PROBLEM TO SOLVE:
Show every line of the data below that contains the string "stem", matching case exactly.

** START OF DATASET EXTRACT **

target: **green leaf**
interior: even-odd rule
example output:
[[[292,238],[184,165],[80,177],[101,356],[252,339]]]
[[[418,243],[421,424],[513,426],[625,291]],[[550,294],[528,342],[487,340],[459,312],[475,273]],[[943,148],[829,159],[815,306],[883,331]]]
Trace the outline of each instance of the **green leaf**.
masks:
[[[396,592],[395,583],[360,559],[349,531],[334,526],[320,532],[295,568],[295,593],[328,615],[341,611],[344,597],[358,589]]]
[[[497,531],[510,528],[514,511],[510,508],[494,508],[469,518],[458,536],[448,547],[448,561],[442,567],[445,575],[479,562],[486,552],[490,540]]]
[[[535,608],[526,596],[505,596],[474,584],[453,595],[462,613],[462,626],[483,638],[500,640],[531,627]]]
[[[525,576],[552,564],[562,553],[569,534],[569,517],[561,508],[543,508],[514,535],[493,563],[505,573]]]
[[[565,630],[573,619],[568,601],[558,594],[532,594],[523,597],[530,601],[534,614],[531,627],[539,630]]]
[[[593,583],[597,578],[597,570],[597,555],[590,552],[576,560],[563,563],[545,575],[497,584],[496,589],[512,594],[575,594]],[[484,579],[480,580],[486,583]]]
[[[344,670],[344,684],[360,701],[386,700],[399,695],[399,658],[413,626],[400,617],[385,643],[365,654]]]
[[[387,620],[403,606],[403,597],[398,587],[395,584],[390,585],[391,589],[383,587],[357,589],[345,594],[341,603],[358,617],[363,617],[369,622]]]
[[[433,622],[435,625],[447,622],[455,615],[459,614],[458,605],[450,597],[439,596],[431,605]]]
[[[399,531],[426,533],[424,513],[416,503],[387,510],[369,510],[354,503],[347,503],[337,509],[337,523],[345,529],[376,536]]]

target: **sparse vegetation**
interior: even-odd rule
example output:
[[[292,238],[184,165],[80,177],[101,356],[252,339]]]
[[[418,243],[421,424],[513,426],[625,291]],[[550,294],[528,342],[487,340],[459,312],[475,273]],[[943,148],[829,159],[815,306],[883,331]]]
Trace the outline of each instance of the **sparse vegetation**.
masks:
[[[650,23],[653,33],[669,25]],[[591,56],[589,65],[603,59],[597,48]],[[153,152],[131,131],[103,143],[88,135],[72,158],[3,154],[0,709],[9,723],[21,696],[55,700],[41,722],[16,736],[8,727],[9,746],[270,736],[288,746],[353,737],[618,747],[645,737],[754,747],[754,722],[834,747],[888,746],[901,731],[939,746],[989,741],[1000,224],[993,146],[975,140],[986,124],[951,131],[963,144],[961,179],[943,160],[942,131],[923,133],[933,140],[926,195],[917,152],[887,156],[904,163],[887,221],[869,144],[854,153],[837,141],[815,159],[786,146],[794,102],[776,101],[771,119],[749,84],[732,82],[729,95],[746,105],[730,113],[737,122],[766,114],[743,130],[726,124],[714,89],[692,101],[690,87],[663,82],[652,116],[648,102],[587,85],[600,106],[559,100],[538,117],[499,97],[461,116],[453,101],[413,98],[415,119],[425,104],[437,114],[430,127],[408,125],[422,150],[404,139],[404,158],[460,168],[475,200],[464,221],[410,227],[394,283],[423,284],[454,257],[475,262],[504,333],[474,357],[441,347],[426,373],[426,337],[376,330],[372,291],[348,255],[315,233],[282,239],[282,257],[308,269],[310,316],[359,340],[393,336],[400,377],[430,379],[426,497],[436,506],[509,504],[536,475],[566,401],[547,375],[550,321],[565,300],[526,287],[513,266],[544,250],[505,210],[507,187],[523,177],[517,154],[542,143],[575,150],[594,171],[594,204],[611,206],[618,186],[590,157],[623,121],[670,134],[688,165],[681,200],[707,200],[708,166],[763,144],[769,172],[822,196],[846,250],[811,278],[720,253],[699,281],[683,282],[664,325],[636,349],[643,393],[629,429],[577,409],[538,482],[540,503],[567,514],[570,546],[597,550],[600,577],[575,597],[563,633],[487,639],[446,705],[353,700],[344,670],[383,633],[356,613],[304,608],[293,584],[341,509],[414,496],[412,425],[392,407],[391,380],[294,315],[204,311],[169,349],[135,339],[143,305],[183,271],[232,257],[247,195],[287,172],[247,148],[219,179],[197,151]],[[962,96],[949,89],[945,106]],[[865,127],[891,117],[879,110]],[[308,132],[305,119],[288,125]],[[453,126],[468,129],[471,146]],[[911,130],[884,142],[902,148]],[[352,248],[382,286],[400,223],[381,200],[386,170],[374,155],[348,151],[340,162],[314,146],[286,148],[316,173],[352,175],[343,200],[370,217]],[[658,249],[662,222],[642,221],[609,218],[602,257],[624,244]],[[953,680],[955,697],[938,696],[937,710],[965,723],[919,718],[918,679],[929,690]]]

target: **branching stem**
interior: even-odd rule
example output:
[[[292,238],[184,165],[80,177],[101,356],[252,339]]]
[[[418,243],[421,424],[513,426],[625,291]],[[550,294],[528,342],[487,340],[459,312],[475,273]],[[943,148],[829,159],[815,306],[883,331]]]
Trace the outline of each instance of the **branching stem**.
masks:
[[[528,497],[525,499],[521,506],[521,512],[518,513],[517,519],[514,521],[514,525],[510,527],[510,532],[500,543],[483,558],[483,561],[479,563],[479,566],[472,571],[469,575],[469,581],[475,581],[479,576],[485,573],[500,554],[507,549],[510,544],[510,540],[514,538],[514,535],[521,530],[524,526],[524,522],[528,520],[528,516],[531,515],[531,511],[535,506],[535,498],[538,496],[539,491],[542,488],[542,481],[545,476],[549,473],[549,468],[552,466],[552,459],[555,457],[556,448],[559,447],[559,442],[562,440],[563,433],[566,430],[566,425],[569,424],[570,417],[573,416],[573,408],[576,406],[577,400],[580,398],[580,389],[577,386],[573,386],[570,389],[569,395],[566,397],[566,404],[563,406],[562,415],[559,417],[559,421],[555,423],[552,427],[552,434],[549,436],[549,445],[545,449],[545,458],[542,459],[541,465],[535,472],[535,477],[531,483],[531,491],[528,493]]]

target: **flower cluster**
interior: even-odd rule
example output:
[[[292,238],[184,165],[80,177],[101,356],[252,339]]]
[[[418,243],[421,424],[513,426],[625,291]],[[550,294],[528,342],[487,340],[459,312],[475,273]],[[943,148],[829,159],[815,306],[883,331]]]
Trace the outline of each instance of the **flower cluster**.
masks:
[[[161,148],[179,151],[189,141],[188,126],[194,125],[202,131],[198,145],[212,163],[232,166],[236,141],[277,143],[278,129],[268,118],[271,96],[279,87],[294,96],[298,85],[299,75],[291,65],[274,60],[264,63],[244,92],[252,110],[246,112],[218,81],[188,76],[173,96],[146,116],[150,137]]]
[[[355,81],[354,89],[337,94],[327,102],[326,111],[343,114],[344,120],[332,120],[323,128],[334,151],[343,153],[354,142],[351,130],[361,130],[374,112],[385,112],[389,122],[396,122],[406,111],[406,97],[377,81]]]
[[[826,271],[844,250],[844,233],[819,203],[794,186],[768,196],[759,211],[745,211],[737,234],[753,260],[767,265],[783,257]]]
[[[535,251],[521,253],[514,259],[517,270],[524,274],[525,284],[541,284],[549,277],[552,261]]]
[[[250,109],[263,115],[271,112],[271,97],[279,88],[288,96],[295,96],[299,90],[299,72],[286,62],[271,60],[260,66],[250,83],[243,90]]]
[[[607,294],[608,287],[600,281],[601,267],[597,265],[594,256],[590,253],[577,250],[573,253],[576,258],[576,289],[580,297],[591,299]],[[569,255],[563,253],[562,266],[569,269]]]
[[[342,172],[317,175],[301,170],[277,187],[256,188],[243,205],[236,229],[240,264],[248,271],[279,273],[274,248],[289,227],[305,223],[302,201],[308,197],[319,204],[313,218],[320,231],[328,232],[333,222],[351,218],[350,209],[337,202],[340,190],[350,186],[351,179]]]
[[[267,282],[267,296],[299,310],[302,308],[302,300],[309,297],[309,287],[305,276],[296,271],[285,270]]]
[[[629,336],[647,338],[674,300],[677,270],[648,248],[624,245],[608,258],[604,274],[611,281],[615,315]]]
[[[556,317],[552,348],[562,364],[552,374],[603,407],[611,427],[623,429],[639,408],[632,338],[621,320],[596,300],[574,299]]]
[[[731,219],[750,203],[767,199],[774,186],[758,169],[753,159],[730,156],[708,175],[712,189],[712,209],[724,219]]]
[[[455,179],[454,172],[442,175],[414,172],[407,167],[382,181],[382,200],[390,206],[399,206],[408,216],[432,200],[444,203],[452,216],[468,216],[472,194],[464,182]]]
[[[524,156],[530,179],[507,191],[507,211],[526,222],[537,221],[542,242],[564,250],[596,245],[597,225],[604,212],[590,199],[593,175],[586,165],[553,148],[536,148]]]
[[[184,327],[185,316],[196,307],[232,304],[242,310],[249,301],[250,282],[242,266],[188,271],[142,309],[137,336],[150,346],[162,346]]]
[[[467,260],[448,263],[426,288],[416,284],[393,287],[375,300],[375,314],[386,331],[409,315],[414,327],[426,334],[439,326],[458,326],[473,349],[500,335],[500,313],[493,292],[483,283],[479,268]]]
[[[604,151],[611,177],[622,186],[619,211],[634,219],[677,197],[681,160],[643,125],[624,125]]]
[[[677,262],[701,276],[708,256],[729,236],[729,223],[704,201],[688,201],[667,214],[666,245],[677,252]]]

** END OF DATASET EXTRACT **

REPLY TO THE TASK:
target: **branching stem**
Trace the outline of each instance of the **branching stem**.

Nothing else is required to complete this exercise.